Fragmento del documento:
╭──

Ramón Doll (1896-1970)
En
un libro sobre abogacía, de Rafael Bielsa, el autor trilla, aunque muy
ligeramente, el tema que ha preocupado ya a muchos otros tratadistas de la
materia. ¿Son los abogados los hombres más indicados para intervenir en
política, para dirigir los negocios públicos?
Con
algunas reticencias, Bielsa se inclina a considerarlos como los más indicados,
y dice que “la versación jurídica del abogado le da cierto ascendiente en todo
aquello que sea ciencia de gobierno”. Y en otra parte afirma que “en América el
papel del abogado ha sido, sin duda, más eficaz que en los viejos pueblos de
Europa.
Desentendiéndonos
del resto del libro, que sólo ofrece interés para algunos alumnos de Derecho
procesal de la Facultad, digamos que Bielsa ha perdido la oportunidad de
formular contra el gremio de abogados el cargo más grave: el de su absoluta
incapacidad e ineficacia para gobernar y actuar en política.

╰──

Datos proporcionados:
╭──

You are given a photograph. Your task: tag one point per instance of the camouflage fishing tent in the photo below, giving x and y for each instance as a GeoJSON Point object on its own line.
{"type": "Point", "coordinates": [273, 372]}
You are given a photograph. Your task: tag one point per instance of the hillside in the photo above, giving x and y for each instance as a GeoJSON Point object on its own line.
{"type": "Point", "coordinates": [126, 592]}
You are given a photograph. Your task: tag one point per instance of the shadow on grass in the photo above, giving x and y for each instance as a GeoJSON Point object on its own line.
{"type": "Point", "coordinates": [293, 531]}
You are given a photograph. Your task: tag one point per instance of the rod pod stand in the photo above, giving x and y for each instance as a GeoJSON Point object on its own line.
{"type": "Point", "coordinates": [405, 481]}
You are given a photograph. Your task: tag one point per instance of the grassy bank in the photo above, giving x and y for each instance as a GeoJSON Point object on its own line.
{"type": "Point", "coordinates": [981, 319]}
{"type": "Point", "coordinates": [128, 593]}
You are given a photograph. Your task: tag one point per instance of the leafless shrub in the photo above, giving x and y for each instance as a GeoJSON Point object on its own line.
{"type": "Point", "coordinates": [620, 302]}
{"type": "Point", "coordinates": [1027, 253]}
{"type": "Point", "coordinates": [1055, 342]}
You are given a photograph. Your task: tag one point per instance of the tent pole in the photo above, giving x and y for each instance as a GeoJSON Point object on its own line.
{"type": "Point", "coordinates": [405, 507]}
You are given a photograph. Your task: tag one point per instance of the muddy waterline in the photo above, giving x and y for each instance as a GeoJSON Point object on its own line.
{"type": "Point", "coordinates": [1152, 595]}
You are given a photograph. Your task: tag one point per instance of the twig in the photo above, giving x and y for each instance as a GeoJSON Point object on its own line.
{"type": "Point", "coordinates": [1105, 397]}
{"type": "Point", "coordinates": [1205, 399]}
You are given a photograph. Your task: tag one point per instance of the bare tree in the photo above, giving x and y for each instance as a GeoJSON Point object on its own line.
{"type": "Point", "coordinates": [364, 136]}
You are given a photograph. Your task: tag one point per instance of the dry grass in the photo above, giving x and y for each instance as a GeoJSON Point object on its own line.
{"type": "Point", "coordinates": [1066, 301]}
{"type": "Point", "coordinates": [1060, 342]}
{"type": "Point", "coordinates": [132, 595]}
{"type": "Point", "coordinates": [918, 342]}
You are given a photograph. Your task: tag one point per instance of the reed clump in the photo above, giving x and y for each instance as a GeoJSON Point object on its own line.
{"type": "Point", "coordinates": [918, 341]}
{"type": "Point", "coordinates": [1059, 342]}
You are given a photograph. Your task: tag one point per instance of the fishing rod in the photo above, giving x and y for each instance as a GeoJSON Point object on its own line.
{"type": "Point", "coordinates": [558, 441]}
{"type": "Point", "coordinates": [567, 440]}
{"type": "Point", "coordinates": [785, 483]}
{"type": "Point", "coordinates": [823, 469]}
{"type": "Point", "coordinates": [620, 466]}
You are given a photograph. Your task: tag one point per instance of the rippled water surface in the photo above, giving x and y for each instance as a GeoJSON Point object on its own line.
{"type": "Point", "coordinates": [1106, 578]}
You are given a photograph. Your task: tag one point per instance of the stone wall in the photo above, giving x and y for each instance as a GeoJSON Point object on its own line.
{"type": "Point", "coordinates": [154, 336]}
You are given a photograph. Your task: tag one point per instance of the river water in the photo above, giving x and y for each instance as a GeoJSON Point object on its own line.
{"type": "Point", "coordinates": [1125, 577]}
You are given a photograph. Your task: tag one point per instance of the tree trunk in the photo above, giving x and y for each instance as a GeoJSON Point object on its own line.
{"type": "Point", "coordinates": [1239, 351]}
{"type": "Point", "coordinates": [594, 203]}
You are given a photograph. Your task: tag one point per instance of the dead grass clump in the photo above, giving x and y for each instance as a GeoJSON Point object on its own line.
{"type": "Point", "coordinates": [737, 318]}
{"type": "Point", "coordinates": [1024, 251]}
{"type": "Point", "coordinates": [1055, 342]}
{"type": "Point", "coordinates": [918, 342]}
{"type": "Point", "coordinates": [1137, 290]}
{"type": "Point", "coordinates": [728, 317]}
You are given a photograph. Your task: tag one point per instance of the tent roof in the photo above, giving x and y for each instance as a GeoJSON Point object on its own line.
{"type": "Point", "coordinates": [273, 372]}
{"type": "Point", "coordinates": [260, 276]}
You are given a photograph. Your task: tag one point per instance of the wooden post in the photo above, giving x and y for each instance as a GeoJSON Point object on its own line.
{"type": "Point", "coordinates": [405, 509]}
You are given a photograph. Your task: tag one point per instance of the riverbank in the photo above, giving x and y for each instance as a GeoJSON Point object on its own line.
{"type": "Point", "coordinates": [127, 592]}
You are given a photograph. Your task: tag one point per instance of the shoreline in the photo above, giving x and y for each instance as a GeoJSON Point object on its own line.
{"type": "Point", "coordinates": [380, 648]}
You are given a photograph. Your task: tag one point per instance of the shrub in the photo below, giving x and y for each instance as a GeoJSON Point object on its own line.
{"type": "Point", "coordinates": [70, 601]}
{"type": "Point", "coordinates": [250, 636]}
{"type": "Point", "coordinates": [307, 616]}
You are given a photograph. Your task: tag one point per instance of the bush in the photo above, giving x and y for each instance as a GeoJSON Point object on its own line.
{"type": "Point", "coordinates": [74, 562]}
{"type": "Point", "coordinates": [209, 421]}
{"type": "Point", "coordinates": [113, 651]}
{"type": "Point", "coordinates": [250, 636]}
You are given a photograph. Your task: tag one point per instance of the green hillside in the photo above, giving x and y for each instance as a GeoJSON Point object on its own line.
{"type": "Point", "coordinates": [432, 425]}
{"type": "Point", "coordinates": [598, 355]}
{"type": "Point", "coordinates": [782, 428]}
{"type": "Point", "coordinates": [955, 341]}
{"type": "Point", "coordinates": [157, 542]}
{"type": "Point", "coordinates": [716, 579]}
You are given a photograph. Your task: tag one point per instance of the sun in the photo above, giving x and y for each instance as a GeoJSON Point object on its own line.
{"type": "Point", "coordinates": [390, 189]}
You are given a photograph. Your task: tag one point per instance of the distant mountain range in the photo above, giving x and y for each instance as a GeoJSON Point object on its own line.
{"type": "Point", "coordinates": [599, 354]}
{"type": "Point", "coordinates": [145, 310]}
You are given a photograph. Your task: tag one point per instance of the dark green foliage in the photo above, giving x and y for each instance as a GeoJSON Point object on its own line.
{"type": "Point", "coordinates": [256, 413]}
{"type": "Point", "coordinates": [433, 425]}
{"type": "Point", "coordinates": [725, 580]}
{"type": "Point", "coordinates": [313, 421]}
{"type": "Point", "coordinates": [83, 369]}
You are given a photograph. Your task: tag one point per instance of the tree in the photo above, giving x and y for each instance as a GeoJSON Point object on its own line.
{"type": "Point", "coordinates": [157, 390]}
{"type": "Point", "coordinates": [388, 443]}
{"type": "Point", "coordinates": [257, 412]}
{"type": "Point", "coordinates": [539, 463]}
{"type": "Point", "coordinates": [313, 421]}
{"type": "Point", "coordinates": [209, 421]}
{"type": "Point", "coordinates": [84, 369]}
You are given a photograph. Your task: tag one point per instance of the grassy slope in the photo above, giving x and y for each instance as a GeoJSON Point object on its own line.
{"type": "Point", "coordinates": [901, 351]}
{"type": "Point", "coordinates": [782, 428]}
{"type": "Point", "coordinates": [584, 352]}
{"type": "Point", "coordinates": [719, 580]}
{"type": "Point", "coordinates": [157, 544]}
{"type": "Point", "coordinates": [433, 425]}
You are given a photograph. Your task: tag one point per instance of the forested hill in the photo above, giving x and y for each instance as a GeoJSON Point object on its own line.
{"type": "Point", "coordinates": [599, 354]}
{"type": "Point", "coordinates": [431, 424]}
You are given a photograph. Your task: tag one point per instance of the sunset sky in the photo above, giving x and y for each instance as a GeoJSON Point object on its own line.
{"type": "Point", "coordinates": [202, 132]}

╰──

Tareas:
#1 Reescribe el texto sobre los abogados y la política entre "Ramón Doll (1896-1970)" y "los negocios públicos?", ambos incluidos, y pon "letrados" en lugar de "abogados".
#2 Sigue escribiendo el texto sobre los abogados y la política a partir de su última frase.

Respuestas:
#1
Ramón Doll (1896-1970)
En
un libro sobre abogacía, de Rafael Bielsa, el autor trilla, aunque muy
ligeramente, el tema que ha preocupado ya a muchos otros tratadistas de la
materia. ¿Son los letrados los hombres más indicados para intervenir en
política, para dirigir los negocios públicos?

#2
Los
abogados en la política argentina han sido sencillamente nefastos. Es curioso que,
así como se ha trabajado a la opinión pública durante muchos años para enseñarle
a temer al militarismo (predominio en el gobierno de un espíritu profesional
que encarnan los militares), no se haya denunciado nunca y se haya silenciado
arteramente este otro espíritu profesional, mucho más antisocial, y que podría
llamarse el curialismo, producto de la abundancia de abogados en el manejo de
la cosa pública. Gremio por gremio, es mucho más peligroso el de los abogados
que el de los militares, cuando interviene en política; y en la República
Argentina bastaría recordar que, hace apenas un siglo, mientras los militares
ganaban con su espada la Banda Oriental, los abogados la perdían como unos
imbéciles ante la diplomacia brasileña.
Digamos,
a fuer de sinceros, que militarismo no ha existido nunca en nuestro país, y, en
cambio, curialismo o abogadismo eso sí ha existido desde el 53 en adelante.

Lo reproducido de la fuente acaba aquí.